Records from a dataset:
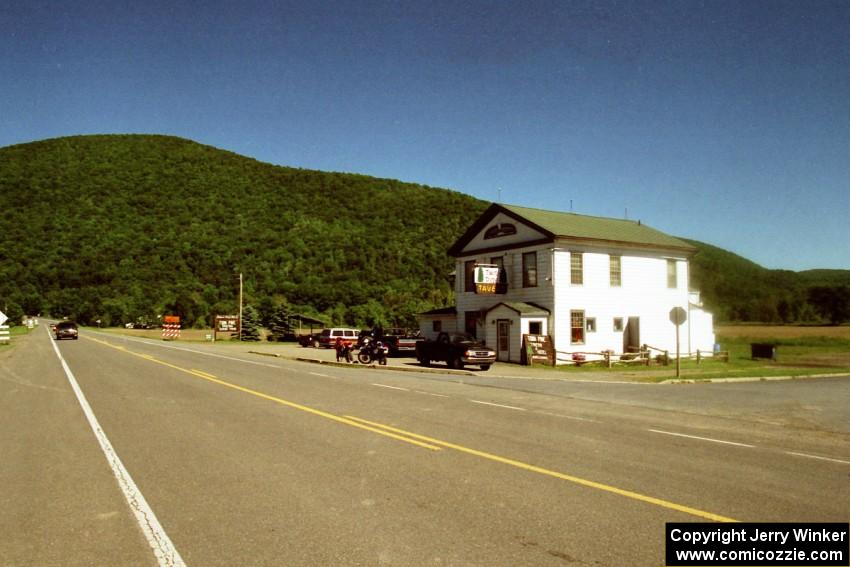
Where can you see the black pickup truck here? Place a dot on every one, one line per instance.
(456, 350)
(401, 341)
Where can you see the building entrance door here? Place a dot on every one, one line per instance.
(631, 336)
(503, 340)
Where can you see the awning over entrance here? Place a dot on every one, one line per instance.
(523, 309)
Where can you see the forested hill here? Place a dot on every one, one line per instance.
(118, 228)
(121, 227)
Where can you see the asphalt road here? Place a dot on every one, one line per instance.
(218, 457)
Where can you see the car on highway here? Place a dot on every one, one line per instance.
(456, 350)
(66, 330)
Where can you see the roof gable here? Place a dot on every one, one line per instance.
(552, 225)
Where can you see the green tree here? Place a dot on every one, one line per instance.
(250, 324)
(281, 323)
(831, 302)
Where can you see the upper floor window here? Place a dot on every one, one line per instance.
(497, 230)
(529, 269)
(615, 271)
(469, 275)
(672, 274)
(576, 268)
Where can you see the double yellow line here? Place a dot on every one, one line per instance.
(433, 444)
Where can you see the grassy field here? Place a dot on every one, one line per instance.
(801, 351)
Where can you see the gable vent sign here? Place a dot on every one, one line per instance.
(486, 278)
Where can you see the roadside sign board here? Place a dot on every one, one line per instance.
(226, 324)
(486, 278)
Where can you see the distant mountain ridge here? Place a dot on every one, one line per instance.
(121, 227)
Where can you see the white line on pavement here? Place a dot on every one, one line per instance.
(569, 417)
(817, 457)
(164, 550)
(392, 387)
(702, 438)
(497, 405)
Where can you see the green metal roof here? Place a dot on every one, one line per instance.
(571, 225)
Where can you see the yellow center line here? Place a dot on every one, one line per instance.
(320, 413)
(540, 470)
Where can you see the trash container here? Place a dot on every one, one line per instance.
(763, 350)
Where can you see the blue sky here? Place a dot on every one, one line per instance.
(725, 122)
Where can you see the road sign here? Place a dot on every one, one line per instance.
(170, 327)
(678, 315)
(4, 330)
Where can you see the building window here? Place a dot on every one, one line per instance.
(497, 230)
(615, 270)
(469, 275)
(471, 319)
(672, 275)
(577, 327)
(618, 324)
(529, 269)
(576, 268)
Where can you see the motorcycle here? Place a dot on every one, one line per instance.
(373, 351)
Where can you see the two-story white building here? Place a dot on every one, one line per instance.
(592, 284)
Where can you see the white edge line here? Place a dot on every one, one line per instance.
(569, 417)
(163, 548)
(391, 387)
(497, 405)
(430, 394)
(818, 457)
(702, 438)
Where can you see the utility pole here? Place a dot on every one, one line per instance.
(240, 306)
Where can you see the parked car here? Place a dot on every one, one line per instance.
(401, 341)
(329, 336)
(66, 330)
(311, 340)
(456, 350)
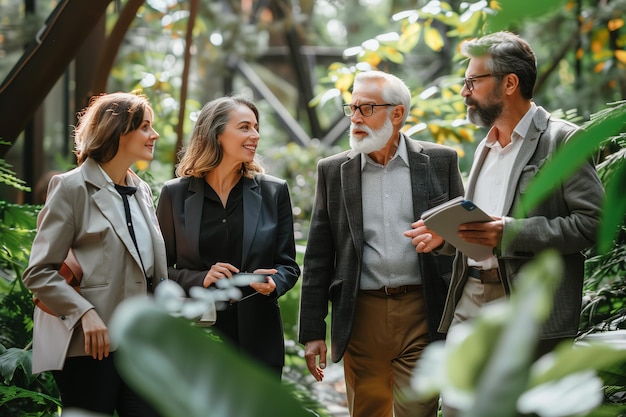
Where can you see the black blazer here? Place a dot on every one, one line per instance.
(268, 242)
(332, 262)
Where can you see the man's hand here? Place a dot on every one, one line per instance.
(312, 350)
(424, 239)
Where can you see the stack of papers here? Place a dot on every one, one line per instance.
(445, 219)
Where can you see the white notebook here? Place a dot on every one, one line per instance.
(446, 218)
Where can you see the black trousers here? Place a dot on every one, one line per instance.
(95, 385)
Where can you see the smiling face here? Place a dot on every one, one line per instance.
(370, 134)
(138, 145)
(240, 137)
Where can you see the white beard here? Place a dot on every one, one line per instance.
(375, 139)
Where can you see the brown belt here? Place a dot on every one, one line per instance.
(403, 289)
(486, 276)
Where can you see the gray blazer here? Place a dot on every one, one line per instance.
(81, 214)
(332, 262)
(566, 221)
(268, 242)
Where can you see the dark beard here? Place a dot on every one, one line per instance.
(483, 115)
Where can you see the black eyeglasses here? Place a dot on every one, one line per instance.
(366, 109)
(469, 81)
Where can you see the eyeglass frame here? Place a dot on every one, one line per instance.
(469, 81)
(348, 107)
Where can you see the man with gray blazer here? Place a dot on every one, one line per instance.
(499, 83)
(386, 300)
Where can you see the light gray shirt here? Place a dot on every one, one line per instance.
(493, 179)
(389, 257)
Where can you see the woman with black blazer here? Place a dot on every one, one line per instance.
(223, 216)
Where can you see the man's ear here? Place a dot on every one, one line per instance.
(510, 83)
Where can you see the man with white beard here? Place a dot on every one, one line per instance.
(387, 300)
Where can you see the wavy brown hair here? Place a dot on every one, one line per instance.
(102, 123)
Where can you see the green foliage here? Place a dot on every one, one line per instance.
(22, 393)
(486, 367)
(211, 378)
(605, 126)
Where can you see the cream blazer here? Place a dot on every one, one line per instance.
(80, 213)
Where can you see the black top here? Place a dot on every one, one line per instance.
(221, 233)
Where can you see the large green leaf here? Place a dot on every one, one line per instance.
(183, 372)
(506, 374)
(14, 358)
(614, 207)
(566, 361)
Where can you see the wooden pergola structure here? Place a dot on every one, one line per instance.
(75, 33)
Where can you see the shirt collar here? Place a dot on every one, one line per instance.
(110, 182)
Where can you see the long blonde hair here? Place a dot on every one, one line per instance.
(102, 123)
(203, 152)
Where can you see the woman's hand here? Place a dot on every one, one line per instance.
(97, 342)
(267, 287)
(219, 271)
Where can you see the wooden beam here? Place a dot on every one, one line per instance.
(297, 133)
(44, 62)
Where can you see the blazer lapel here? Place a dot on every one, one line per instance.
(527, 150)
(351, 188)
(108, 205)
(420, 174)
(193, 215)
(252, 200)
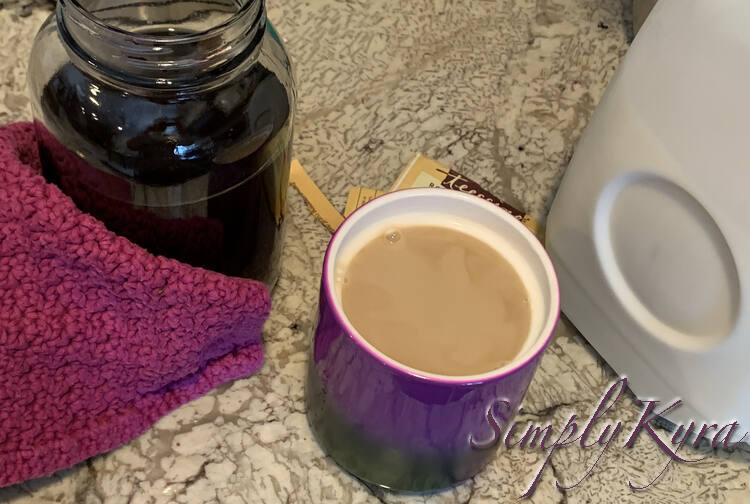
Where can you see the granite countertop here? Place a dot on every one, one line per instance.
(497, 89)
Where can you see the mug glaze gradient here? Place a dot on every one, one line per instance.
(395, 426)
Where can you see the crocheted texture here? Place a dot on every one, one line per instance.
(99, 338)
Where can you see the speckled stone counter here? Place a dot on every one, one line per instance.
(497, 89)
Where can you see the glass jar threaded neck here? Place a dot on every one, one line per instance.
(160, 43)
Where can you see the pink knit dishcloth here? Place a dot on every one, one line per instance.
(99, 338)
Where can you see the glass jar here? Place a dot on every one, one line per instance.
(170, 121)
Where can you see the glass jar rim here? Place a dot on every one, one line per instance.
(164, 39)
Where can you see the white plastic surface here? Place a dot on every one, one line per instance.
(650, 229)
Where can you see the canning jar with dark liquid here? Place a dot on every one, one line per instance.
(171, 122)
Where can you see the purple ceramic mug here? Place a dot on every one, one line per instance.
(399, 427)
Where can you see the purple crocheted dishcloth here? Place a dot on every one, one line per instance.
(99, 338)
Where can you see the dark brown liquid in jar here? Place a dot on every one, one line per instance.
(201, 178)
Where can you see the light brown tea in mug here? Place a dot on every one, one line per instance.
(437, 299)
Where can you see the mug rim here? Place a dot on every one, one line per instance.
(550, 320)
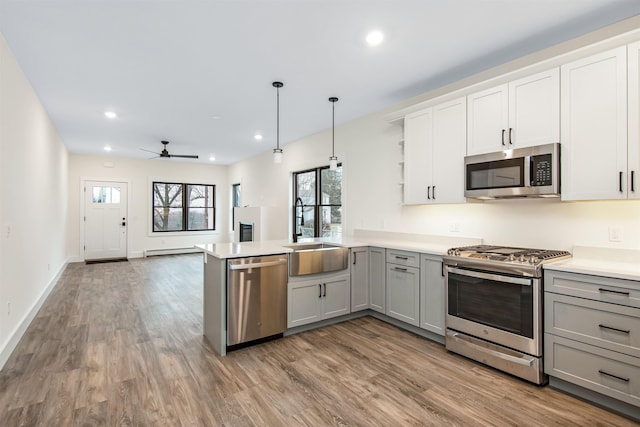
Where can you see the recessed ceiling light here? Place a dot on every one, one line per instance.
(374, 38)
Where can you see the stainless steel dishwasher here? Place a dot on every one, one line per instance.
(256, 298)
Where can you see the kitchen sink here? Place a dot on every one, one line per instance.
(314, 258)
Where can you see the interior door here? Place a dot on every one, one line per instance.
(105, 220)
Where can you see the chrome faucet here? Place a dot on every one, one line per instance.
(295, 222)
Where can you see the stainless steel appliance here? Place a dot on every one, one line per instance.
(256, 298)
(246, 231)
(494, 306)
(522, 172)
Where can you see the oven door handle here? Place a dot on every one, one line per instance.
(490, 276)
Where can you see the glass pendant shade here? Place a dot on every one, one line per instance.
(333, 160)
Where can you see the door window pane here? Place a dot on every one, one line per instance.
(306, 187)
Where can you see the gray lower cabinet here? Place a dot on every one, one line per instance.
(432, 297)
(403, 286)
(377, 279)
(359, 259)
(318, 298)
(592, 333)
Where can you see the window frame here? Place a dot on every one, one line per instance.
(317, 207)
(184, 205)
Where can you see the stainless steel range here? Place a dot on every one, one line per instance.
(494, 306)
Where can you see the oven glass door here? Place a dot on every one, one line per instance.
(506, 173)
(498, 301)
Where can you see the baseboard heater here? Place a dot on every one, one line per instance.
(174, 251)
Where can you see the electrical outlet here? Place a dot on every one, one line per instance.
(614, 234)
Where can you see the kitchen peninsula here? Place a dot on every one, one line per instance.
(217, 256)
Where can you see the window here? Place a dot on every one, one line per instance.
(183, 207)
(321, 193)
(106, 195)
(235, 203)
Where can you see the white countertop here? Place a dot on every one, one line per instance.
(616, 263)
(434, 245)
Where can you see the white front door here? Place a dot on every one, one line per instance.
(105, 220)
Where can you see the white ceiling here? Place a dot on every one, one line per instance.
(199, 73)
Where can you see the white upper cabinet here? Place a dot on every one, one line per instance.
(594, 127)
(434, 150)
(520, 113)
(418, 138)
(633, 148)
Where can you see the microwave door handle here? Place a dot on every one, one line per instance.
(527, 172)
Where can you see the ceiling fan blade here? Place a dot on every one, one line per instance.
(149, 151)
(184, 156)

■ **Instructions for the task**:
Your output consists solely of the lines from the one with "Where can you see the window here?" through the last line, copied exactly.

■ **Output**:
Where can you see the window here? Place a dot on every one, one line per instance.
(183, 207)
(321, 193)
(106, 195)
(235, 203)
Where can you see the white countertop here? Place a dot on every one, one line per instance.
(616, 263)
(434, 245)
Where can you see the white front door here? Place a dot on every one, one line per instance.
(105, 220)
Where can you see the white ceiling here? Place a dot on every one, one line per instance.
(199, 73)
Where can you see the white upper cabinet here? Place a dot on every one, one line per instance.
(594, 127)
(434, 150)
(520, 113)
(418, 138)
(633, 148)
Where can you see the microwave door handle here? Place a dot on every one, one line per instance.
(527, 172)
Where can you see the ceiling fan blade here? Place a dot on every one, one line per instance.
(149, 151)
(184, 156)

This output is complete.